Data in this exercise:
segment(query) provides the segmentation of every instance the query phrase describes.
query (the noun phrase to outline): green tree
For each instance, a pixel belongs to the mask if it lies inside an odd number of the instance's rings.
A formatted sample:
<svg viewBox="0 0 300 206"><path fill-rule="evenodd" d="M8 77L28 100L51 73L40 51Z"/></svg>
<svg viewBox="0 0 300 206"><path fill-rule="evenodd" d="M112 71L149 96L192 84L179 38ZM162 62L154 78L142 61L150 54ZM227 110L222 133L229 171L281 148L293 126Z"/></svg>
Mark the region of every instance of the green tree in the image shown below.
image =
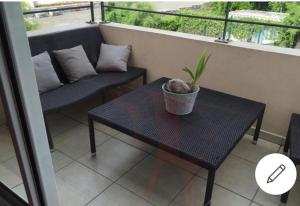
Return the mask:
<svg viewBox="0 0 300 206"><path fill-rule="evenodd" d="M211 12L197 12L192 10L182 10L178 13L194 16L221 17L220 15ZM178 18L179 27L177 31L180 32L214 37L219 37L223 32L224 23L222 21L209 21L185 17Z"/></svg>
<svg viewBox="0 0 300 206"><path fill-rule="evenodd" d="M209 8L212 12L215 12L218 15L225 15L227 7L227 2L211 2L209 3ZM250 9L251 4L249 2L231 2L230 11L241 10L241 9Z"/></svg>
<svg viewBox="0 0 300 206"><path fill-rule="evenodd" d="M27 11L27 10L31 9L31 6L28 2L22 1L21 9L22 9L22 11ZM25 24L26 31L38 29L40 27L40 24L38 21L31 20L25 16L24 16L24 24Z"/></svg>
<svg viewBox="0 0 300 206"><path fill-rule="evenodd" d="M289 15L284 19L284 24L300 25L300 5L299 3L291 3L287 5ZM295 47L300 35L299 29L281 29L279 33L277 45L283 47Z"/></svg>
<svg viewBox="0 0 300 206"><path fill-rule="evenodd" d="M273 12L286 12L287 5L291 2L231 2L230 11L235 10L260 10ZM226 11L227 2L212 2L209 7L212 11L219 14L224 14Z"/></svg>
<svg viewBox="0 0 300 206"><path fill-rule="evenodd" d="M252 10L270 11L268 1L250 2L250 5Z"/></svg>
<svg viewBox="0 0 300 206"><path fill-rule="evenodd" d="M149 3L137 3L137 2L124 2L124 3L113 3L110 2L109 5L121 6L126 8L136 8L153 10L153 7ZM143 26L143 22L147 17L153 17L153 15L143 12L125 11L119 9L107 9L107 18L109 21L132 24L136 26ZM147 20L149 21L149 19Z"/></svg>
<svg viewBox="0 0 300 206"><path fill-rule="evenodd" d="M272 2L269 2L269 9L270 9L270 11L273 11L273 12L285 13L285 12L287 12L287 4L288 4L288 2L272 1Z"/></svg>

Task instructions: Exactly as they stand, write the lines from the one holding "77L28 100L51 73L40" to the end of the material, both ends included. Do not copy the pictures.

Response:
<svg viewBox="0 0 300 206"><path fill-rule="evenodd" d="M8 77L28 100L51 73L40 51Z"/></svg>
<svg viewBox="0 0 300 206"><path fill-rule="evenodd" d="M112 71L149 96L192 84L179 38ZM162 62L154 78L142 61L150 54ZM227 110L222 133L229 171L281 148L293 126Z"/></svg>
Mark the region of every instance of the green tree in the image shown below.
image =
Return the mask:
<svg viewBox="0 0 300 206"><path fill-rule="evenodd" d="M211 12L197 12L192 10L182 10L178 13L194 16L221 17L220 15ZM178 18L179 27L177 31L180 32L214 37L219 37L223 32L224 23L222 21L209 21L185 17Z"/></svg>
<svg viewBox="0 0 300 206"><path fill-rule="evenodd" d="M209 8L212 12L215 12L218 15L225 15L227 7L227 2L211 2L209 3ZM250 9L251 4L249 2L231 2L230 11L241 10L241 9Z"/></svg>
<svg viewBox="0 0 300 206"><path fill-rule="evenodd" d="M27 11L27 10L31 9L31 6L28 2L22 1L21 9L22 9L22 11ZM25 24L26 31L38 29L40 27L40 24L38 21L31 20L25 16L24 16L24 24Z"/></svg>
<svg viewBox="0 0 300 206"><path fill-rule="evenodd" d="M289 15L284 19L284 24L300 25L300 5L299 3L291 3L287 5ZM295 47L300 35L299 29L281 29L279 33L277 45L283 47Z"/></svg>
<svg viewBox="0 0 300 206"><path fill-rule="evenodd" d="M273 12L286 12L287 5L291 2L231 2L230 11L235 10L260 10ZM226 11L227 2L212 2L209 7L212 11L219 14L224 14Z"/></svg>
<svg viewBox="0 0 300 206"><path fill-rule="evenodd" d="M252 10L270 11L268 1L250 2L250 5Z"/></svg>
<svg viewBox="0 0 300 206"><path fill-rule="evenodd" d="M149 3L137 3L137 2L124 2L124 3L113 3L110 2L109 5L121 6L126 8L136 8L153 10L153 7ZM143 26L143 22L147 17L153 17L153 15L143 12L125 11L119 9L107 9L107 18L109 21L132 24L136 26ZM147 20L149 21L149 19Z"/></svg>
<svg viewBox="0 0 300 206"><path fill-rule="evenodd" d="M272 2L269 2L269 9L270 9L270 11L273 11L273 12L285 13L285 12L287 12L287 4L288 4L288 2L272 1Z"/></svg>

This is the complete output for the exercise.